[Data extracted from a collection]
——————

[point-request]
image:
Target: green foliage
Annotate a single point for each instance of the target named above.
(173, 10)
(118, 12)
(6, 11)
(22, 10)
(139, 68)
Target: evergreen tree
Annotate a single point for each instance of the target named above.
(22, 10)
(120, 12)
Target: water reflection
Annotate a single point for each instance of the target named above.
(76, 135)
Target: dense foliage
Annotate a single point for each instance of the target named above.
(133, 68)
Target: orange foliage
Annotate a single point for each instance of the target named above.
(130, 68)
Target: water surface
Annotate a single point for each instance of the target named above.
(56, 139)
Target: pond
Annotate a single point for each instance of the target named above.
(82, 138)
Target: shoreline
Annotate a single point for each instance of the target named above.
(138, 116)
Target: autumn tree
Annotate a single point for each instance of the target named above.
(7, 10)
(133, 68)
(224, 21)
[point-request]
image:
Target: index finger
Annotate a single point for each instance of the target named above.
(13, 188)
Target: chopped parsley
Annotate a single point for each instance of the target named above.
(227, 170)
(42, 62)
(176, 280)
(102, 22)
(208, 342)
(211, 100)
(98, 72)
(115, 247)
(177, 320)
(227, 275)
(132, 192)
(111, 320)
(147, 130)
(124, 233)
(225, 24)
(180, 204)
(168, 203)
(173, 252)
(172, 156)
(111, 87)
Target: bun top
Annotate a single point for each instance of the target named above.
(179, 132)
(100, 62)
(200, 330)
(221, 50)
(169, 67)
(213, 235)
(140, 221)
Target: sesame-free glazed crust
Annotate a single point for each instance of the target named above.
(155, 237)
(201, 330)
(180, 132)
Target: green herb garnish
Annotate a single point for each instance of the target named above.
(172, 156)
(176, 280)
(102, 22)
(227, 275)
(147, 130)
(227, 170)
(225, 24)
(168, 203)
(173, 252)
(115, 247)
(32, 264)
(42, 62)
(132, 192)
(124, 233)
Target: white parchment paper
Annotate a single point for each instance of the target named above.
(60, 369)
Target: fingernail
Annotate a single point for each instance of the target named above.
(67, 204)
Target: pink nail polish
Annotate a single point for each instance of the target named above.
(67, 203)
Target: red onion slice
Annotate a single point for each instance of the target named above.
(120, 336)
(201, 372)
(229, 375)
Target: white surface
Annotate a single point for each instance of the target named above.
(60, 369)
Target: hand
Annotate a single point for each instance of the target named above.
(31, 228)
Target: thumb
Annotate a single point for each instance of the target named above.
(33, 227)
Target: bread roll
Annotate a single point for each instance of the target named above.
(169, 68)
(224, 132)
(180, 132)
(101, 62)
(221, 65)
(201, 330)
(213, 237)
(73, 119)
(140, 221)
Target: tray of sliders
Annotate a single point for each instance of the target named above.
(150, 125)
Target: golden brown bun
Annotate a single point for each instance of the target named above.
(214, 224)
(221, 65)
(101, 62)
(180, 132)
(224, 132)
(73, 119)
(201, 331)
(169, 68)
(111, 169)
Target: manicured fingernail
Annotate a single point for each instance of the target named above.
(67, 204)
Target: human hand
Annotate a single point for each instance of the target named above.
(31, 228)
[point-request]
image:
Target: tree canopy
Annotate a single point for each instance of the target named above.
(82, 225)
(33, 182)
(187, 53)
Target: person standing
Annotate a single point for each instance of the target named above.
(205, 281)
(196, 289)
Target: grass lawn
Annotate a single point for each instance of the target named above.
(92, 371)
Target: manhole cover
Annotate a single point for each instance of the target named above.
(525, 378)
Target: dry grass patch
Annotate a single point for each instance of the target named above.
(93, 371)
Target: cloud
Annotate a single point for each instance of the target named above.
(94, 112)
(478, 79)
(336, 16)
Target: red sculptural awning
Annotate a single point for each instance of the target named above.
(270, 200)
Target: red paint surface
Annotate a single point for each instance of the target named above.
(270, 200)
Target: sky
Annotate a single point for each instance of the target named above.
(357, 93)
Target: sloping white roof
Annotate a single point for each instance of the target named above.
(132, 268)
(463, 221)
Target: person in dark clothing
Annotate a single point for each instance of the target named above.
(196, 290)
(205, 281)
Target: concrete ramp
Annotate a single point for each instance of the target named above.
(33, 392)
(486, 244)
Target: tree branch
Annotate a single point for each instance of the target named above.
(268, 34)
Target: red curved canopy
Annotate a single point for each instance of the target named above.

——————

In the records above, find each line that mentions the string "person", then copy it.

### Answer section:
Target: person standing
Target: person in dark clothing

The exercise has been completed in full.